[Collected data]
--------
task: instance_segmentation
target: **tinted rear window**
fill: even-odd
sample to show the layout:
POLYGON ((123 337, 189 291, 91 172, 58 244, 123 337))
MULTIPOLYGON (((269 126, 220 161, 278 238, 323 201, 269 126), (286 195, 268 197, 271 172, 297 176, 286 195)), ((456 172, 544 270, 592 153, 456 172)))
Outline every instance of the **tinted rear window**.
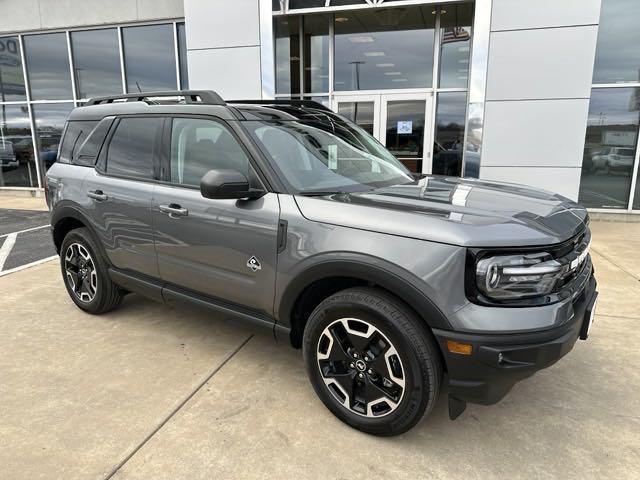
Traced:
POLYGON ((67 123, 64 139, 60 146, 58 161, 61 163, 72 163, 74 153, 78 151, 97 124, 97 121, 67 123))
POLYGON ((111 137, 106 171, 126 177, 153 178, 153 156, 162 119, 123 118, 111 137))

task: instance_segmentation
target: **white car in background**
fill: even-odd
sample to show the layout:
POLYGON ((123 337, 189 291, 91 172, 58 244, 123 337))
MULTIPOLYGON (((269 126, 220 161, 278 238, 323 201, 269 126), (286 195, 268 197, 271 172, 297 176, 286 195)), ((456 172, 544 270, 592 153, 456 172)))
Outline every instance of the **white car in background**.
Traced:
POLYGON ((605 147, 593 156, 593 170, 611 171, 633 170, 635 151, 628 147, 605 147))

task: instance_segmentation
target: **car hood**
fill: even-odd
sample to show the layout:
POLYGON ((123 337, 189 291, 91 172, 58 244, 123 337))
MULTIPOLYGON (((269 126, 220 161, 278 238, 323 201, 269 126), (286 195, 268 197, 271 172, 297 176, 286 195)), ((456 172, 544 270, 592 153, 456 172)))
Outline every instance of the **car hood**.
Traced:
--------
TASK TO CARRY OUT: Say how many lines of the data include the word "Outline". Respond with the number alone.

TASK RESULT: 3